## Dataset excerpt
- - - -

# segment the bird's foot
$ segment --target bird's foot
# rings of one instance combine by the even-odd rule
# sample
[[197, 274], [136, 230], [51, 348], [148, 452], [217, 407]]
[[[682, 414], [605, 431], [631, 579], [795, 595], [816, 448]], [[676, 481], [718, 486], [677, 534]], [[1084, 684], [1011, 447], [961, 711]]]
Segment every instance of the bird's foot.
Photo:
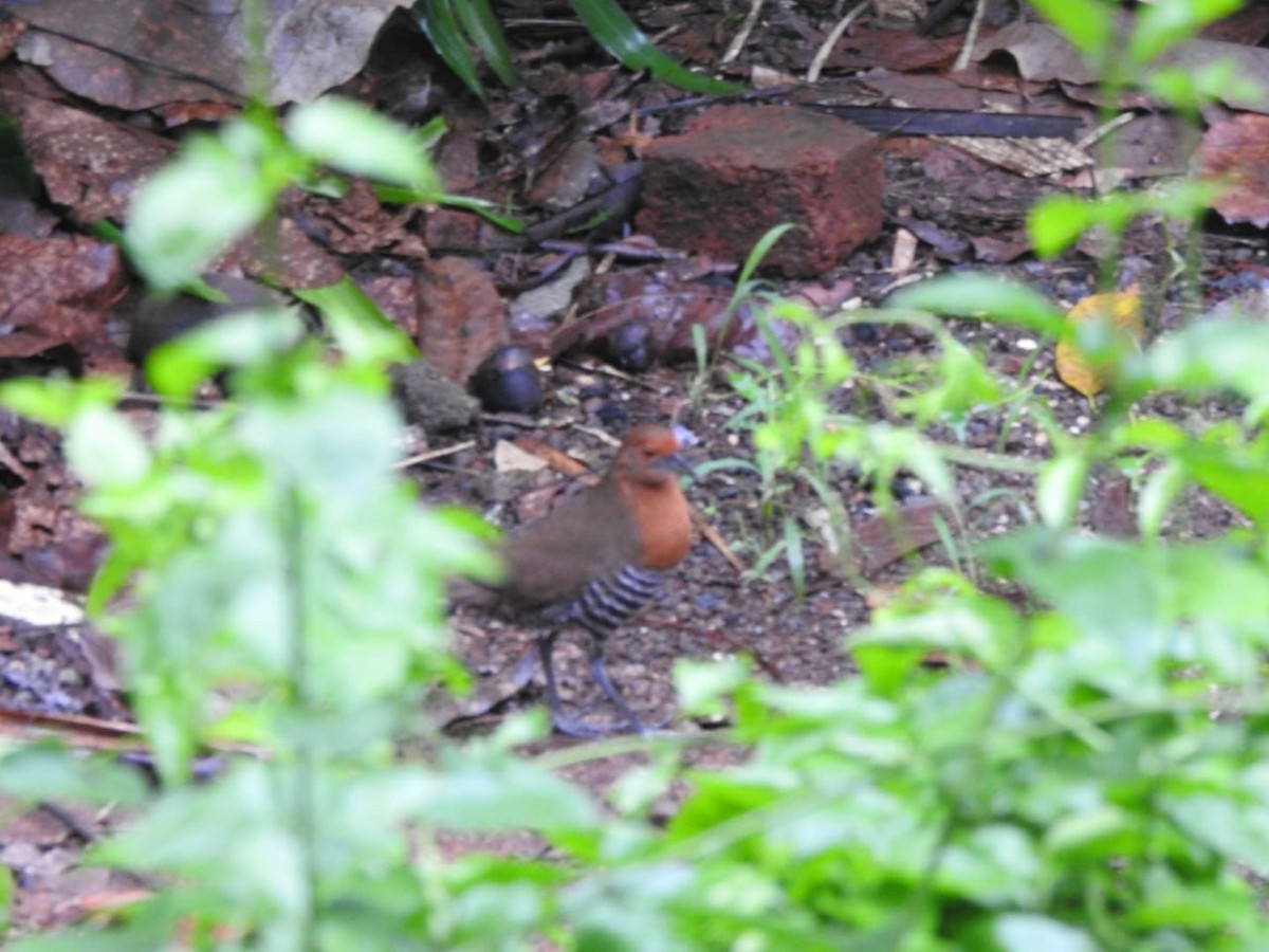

- - - -

## TASK TO CARRY OUT
Recast the material above as a Markdown table with the columns Row and Line, one line per row, skipping blank lines and leaving out the picture.

## WRITTEN RESPONSE
| Row | Line |
|---|---|
| 1 | # segment the bird's foot |
| 2 | $ segment --target bird's foot |
| 3 | # rings of one instance combine by the even-odd rule |
| 4 | # sample |
| 5 | [[197, 274], [136, 230], [51, 348], [148, 452], [217, 407]] |
| 6 | [[[682, 414], [605, 431], [631, 579], [795, 595], [816, 448]], [[676, 481], [718, 486], [677, 534]], [[1084, 684], [1011, 447], [961, 711]]] |
| 7 | Segment every instance of the bird's foot. |
| 8 | Photo: |